* _WHAT IS REQUIRED_:
Pull out every line of the material below that contains the string "glass", copying each one in full. Case counts when matching.

== SUPPLIED DATA ==

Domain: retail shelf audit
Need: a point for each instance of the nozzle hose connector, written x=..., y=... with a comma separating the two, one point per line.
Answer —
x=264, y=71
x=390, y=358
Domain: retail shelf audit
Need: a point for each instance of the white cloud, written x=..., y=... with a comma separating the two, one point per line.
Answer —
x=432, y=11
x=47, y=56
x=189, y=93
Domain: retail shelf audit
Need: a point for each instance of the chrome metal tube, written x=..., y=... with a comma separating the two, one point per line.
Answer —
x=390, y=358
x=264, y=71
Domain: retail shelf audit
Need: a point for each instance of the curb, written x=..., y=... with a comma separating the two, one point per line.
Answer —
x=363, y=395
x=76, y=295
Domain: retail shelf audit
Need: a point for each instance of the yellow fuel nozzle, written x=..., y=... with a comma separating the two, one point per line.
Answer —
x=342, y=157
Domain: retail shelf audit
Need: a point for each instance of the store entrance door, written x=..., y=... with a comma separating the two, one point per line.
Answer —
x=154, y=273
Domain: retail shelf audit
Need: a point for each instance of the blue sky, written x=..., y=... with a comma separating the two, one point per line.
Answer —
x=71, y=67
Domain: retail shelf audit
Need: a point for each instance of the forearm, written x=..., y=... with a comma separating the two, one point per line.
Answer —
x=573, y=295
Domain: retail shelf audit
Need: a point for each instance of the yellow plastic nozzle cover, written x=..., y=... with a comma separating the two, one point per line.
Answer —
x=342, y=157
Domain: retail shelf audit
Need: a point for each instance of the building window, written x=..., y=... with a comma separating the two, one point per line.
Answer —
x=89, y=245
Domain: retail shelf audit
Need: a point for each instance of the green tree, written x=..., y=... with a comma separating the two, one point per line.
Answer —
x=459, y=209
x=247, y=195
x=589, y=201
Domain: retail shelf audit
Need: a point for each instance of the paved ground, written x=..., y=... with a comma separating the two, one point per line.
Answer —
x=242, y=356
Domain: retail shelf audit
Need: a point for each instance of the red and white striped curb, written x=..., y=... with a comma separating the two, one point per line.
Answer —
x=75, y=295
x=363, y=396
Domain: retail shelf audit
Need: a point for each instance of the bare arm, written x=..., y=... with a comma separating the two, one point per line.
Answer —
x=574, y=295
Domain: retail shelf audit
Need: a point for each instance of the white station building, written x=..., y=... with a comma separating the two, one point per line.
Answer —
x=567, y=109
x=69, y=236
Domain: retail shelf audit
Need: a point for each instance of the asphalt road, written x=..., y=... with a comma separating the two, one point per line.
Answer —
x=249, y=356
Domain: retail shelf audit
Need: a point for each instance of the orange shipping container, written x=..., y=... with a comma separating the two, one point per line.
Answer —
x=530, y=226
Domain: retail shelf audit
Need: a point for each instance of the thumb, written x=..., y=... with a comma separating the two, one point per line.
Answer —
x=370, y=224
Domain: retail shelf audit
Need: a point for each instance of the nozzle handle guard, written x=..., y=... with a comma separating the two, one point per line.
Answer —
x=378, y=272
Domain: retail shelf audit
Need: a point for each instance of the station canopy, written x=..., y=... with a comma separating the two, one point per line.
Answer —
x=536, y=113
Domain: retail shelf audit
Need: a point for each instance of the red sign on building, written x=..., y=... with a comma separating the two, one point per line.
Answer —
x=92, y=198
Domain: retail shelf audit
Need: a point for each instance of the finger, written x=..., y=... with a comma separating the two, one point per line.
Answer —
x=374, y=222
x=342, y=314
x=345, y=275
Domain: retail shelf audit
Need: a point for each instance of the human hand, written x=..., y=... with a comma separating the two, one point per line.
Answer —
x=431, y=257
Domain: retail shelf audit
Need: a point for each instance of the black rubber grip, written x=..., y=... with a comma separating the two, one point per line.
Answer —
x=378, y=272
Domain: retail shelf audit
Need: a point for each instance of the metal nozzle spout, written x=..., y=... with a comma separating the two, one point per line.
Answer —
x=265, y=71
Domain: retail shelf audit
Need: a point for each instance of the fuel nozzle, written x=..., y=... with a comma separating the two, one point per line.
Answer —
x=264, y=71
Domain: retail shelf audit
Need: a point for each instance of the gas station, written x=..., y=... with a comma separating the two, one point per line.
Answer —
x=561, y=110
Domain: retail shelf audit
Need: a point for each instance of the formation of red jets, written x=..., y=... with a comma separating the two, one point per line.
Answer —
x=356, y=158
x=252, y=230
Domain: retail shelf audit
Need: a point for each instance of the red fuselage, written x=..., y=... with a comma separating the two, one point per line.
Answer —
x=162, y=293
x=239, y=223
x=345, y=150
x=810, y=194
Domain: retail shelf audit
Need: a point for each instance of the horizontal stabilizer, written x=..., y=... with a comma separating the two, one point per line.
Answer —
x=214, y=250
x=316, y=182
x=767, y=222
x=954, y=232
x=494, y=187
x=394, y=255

===
== SUPPLIED DATA ==

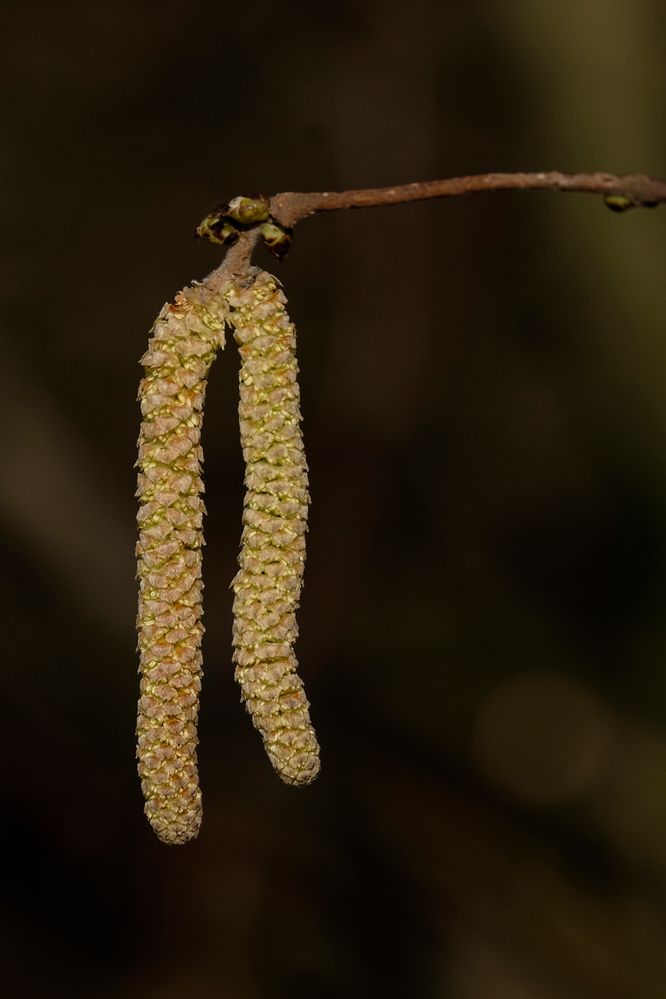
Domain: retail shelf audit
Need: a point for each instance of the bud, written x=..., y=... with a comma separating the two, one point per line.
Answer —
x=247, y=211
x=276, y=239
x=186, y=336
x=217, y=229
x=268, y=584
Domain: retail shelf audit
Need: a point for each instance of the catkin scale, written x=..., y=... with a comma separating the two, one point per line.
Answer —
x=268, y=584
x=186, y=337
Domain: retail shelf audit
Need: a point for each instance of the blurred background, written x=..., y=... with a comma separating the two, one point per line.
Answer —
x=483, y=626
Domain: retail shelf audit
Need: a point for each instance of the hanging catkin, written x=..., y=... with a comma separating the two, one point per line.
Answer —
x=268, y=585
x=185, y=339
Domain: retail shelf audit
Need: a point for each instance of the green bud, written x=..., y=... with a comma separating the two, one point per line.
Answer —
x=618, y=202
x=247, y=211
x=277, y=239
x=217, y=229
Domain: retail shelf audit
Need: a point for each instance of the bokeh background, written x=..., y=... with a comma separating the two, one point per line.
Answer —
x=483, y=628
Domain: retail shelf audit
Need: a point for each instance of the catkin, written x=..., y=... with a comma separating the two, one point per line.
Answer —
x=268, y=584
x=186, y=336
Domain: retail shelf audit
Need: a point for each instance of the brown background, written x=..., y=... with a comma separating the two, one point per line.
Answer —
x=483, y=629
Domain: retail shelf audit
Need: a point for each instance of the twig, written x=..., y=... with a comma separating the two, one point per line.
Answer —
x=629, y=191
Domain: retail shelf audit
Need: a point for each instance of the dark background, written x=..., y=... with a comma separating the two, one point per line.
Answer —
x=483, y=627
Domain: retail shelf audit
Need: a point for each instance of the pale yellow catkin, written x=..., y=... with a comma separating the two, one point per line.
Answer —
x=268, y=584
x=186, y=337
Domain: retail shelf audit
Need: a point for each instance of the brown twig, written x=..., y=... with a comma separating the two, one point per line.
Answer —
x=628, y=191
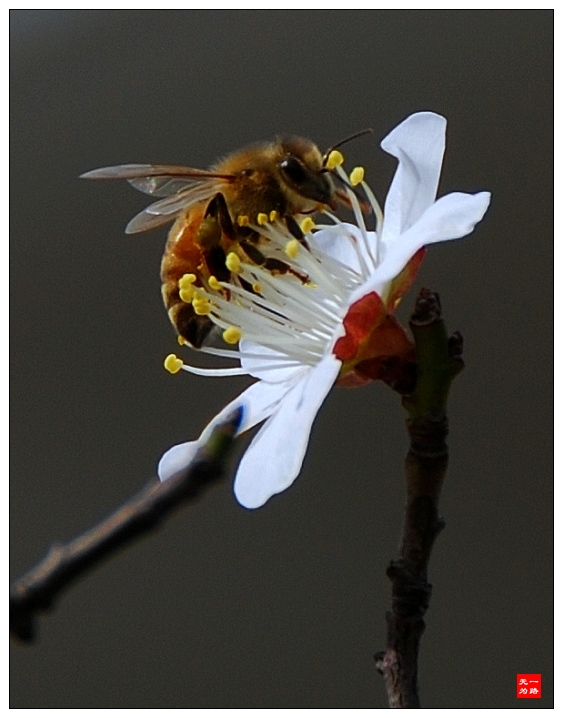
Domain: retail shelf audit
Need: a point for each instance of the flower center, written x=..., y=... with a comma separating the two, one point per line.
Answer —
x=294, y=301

===
== SUPPLIED DATA ==

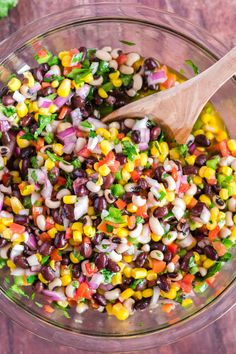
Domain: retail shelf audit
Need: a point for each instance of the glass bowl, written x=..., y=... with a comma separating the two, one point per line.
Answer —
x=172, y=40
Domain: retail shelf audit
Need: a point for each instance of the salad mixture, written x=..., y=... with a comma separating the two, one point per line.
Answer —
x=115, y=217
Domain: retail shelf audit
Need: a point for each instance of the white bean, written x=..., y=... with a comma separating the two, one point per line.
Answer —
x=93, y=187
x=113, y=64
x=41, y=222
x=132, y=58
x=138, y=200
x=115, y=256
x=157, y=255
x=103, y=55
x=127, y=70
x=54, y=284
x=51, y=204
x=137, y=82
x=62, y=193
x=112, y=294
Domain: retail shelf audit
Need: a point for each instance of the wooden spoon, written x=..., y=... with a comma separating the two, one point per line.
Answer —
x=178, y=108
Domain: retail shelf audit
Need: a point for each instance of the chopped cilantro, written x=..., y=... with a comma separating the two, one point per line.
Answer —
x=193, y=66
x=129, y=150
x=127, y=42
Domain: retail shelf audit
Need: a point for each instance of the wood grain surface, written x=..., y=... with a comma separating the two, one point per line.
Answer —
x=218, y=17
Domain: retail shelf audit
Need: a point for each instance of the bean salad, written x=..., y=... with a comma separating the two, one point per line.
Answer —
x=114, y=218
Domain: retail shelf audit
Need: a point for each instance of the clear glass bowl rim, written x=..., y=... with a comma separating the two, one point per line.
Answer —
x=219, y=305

===

* _RESPONSE FOR THIS EXERCISE_:
Need: a point for each instance of the glass bowl, written x=..., y=... with a comma separating the two, one point per line.
Need: a point for each instance of the clear glass bowl rim, written x=..., y=... with a comma separating the two, one point per line.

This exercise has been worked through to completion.